- Description of the task
Pull out every line of the data below that contains the string "green" and copy each one. Matching is case-sensitive.

- Record list
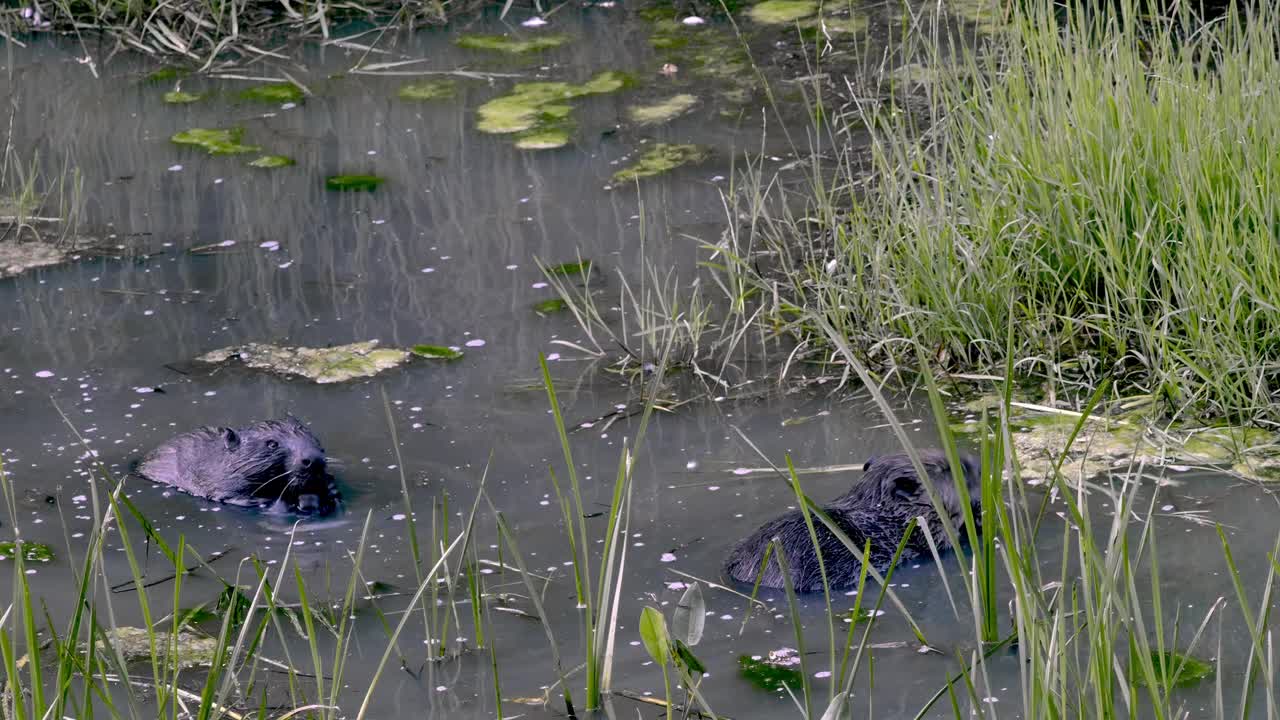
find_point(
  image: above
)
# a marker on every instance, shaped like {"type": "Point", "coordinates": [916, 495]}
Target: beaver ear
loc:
{"type": "Point", "coordinates": [229, 438]}
{"type": "Point", "coordinates": [906, 487]}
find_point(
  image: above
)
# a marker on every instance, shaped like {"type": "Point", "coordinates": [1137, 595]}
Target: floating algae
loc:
{"type": "Point", "coordinates": [659, 159]}
{"type": "Point", "coordinates": [662, 112]}
{"type": "Point", "coordinates": [321, 365]}
{"type": "Point", "coordinates": [273, 92]}
{"type": "Point", "coordinates": [781, 12]}
{"type": "Point", "coordinates": [510, 45]}
{"type": "Point", "coordinates": [215, 141]}
{"type": "Point", "coordinates": [272, 162]}
{"type": "Point", "coordinates": [539, 110]}
{"type": "Point", "coordinates": [429, 90]}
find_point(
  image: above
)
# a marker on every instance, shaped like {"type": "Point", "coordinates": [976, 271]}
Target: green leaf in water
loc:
{"type": "Point", "coordinates": [215, 141]}
{"type": "Point", "coordinates": [661, 158]}
{"type": "Point", "coordinates": [1183, 670]}
{"type": "Point", "coordinates": [510, 45]}
{"type": "Point", "coordinates": [182, 98]}
{"type": "Point", "coordinates": [31, 551]}
{"type": "Point", "coordinates": [435, 351]}
{"type": "Point", "coordinates": [272, 162]}
{"type": "Point", "coordinates": [273, 92]}
{"type": "Point", "coordinates": [688, 659]}
{"type": "Point", "coordinates": [768, 675]}
{"type": "Point", "coordinates": [428, 90]}
{"type": "Point", "coordinates": [653, 633]}
{"type": "Point", "coordinates": [353, 183]}
{"type": "Point", "coordinates": [566, 269]}
{"type": "Point", "coordinates": [553, 305]}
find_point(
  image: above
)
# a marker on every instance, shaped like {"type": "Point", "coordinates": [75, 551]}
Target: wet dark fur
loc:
{"type": "Point", "coordinates": [274, 464]}
{"type": "Point", "coordinates": [877, 507]}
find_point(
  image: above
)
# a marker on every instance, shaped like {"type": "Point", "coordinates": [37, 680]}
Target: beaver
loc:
{"type": "Point", "coordinates": [275, 464]}
{"type": "Point", "coordinates": [878, 509]}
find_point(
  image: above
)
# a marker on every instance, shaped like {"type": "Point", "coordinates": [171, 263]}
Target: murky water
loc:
{"type": "Point", "coordinates": [444, 254]}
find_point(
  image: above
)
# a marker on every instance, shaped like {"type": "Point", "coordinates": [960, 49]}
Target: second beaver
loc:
{"type": "Point", "coordinates": [878, 507]}
{"type": "Point", "coordinates": [275, 464]}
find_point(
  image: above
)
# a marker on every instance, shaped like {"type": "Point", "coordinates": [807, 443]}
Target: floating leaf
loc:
{"type": "Point", "coordinates": [428, 90]}
{"type": "Point", "coordinates": [661, 158]}
{"type": "Point", "coordinates": [272, 162]}
{"type": "Point", "coordinates": [273, 92]}
{"type": "Point", "coordinates": [215, 141]}
{"type": "Point", "coordinates": [31, 551]}
{"type": "Point", "coordinates": [566, 269]}
{"type": "Point", "coordinates": [1183, 670]}
{"type": "Point", "coordinates": [182, 98]}
{"type": "Point", "coordinates": [690, 615]}
{"type": "Point", "coordinates": [353, 183]}
{"type": "Point", "coordinates": [435, 351]}
{"type": "Point", "coordinates": [507, 44]}
{"type": "Point", "coordinates": [688, 659]}
{"type": "Point", "coordinates": [653, 633]}
{"type": "Point", "coordinates": [768, 675]}
{"type": "Point", "coordinates": [553, 305]}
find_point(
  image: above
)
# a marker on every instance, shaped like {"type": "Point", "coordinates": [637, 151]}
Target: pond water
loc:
{"type": "Point", "coordinates": [444, 254]}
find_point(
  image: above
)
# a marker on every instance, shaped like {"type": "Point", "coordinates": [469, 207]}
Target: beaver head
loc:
{"type": "Point", "coordinates": [891, 484]}
{"type": "Point", "coordinates": [273, 463]}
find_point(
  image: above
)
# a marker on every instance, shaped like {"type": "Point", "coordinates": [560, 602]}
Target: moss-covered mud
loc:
{"type": "Point", "coordinates": [1123, 441]}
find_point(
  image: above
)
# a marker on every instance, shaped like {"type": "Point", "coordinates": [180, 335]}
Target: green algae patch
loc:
{"type": "Point", "coordinates": [548, 306]}
{"type": "Point", "coordinates": [547, 139]}
{"type": "Point", "coordinates": [321, 365]}
{"type": "Point", "coordinates": [777, 671]}
{"type": "Point", "coordinates": [661, 158]}
{"type": "Point", "coordinates": [272, 162]}
{"type": "Point", "coordinates": [662, 112]}
{"type": "Point", "coordinates": [429, 90]}
{"type": "Point", "coordinates": [135, 645]}
{"type": "Point", "coordinates": [273, 92]}
{"type": "Point", "coordinates": [353, 183]}
{"type": "Point", "coordinates": [182, 98]}
{"type": "Point", "coordinates": [435, 351]}
{"type": "Point", "coordinates": [782, 12]}
{"type": "Point", "coordinates": [540, 110]}
{"type": "Point", "coordinates": [215, 141]}
{"type": "Point", "coordinates": [31, 551]}
{"type": "Point", "coordinates": [511, 45]}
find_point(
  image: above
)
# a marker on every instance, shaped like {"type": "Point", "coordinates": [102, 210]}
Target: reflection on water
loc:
{"type": "Point", "coordinates": [442, 254]}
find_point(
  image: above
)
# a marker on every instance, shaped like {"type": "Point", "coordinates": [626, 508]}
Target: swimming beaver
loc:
{"type": "Point", "coordinates": [877, 507]}
{"type": "Point", "coordinates": [275, 464]}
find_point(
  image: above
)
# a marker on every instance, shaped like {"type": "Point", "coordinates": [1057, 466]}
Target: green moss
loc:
{"type": "Point", "coordinates": [272, 162]}
{"type": "Point", "coordinates": [435, 351]}
{"type": "Point", "coordinates": [662, 112]}
{"type": "Point", "coordinates": [353, 183]}
{"type": "Point", "coordinates": [31, 551]}
{"type": "Point", "coordinates": [181, 98]}
{"type": "Point", "coordinates": [781, 12]}
{"type": "Point", "coordinates": [553, 305]}
{"type": "Point", "coordinates": [659, 159]}
{"type": "Point", "coordinates": [273, 92]}
{"type": "Point", "coordinates": [215, 141]}
{"type": "Point", "coordinates": [547, 139]}
{"type": "Point", "coordinates": [510, 45]}
{"type": "Point", "coordinates": [429, 90]}
{"type": "Point", "coordinates": [540, 110]}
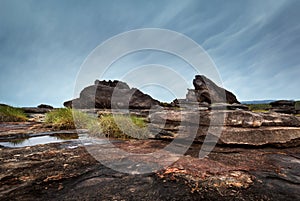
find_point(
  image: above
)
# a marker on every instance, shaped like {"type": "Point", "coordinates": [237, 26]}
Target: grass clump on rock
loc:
{"type": "Point", "coordinates": [114, 126]}
{"type": "Point", "coordinates": [11, 114]}
{"type": "Point", "coordinates": [119, 126]}
{"type": "Point", "coordinates": [66, 118]}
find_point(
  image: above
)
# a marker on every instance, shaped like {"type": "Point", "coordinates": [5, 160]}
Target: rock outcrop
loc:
{"type": "Point", "coordinates": [283, 106]}
{"type": "Point", "coordinates": [112, 94]}
{"type": "Point", "coordinates": [207, 91]}
{"type": "Point", "coordinates": [68, 171]}
{"type": "Point", "coordinates": [235, 127]}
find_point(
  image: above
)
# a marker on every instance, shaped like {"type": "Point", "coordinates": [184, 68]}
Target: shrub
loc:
{"type": "Point", "coordinates": [8, 113]}
{"type": "Point", "coordinates": [66, 118]}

- Result for this exercise
Target: green leaf in water
Target: green algae patch
Target: green moss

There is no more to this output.